» **What to do**: Reproduce every item below word for word, omitting the pictures.

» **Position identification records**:
-- begin --
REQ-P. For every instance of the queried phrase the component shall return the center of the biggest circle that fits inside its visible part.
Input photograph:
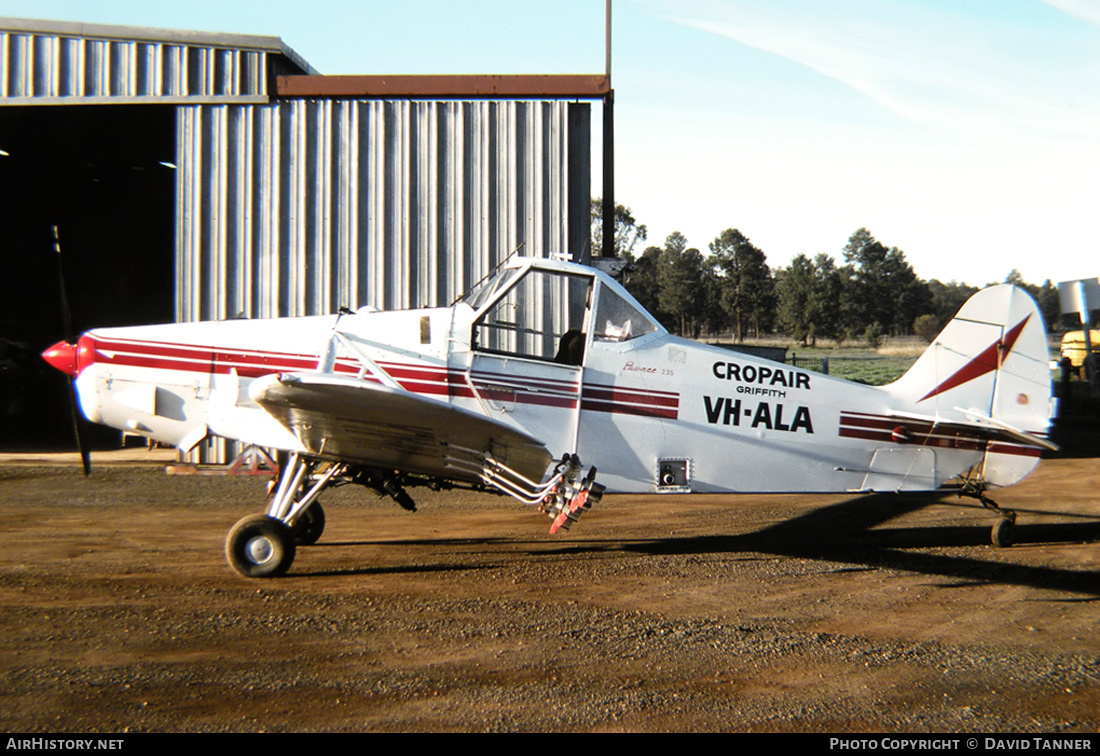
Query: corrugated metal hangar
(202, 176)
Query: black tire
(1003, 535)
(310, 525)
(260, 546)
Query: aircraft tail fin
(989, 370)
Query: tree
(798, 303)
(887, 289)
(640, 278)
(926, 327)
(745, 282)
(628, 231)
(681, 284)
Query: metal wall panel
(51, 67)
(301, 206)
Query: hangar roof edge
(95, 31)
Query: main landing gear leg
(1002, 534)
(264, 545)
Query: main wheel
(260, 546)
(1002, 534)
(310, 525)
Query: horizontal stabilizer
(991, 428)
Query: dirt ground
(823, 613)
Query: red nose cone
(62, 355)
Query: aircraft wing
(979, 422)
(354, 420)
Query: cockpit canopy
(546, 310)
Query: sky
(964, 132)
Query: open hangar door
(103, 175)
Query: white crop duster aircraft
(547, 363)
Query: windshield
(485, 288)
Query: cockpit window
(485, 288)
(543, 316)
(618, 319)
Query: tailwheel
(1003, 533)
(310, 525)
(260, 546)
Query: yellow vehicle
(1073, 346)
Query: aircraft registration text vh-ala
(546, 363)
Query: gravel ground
-- end --
» **Response below**:
REQ-P. For every instance of the queried phrase the component shall return the center of the biggest circle that fits inside its visible part.
Input photograph:
Query: corrugated metal hangar
(202, 176)
Query: black tire
(1003, 535)
(310, 525)
(260, 546)
Query: aircraft tail fin
(989, 370)
Query: tree
(798, 303)
(887, 289)
(640, 278)
(926, 327)
(745, 282)
(628, 231)
(681, 284)
Query: metal wall panel
(51, 67)
(301, 206)
Query: hangar roof edge
(95, 31)
Query: main landing gear leg
(1002, 534)
(264, 545)
Query: main wheel
(260, 546)
(1002, 534)
(310, 525)
Query: horizontal stabilizer
(991, 428)
Query: dirt ground
(823, 613)
Query: red nose cone
(62, 355)
Query: aircraft wing
(979, 422)
(354, 420)
Query: cockpit canopy
(546, 310)
Query: sky
(964, 132)
Query: open hangar door
(103, 175)
Query: white crop duster aircraft
(547, 363)
Query: windshield
(485, 288)
Query: cockpit window
(485, 288)
(543, 316)
(618, 319)
Query: tailwheel
(1003, 533)
(310, 525)
(260, 546)
Query: yellow vehicle
(1073, 346)
Query: aircraft registration text vh-ala
(546, 363)
Query: gravel ground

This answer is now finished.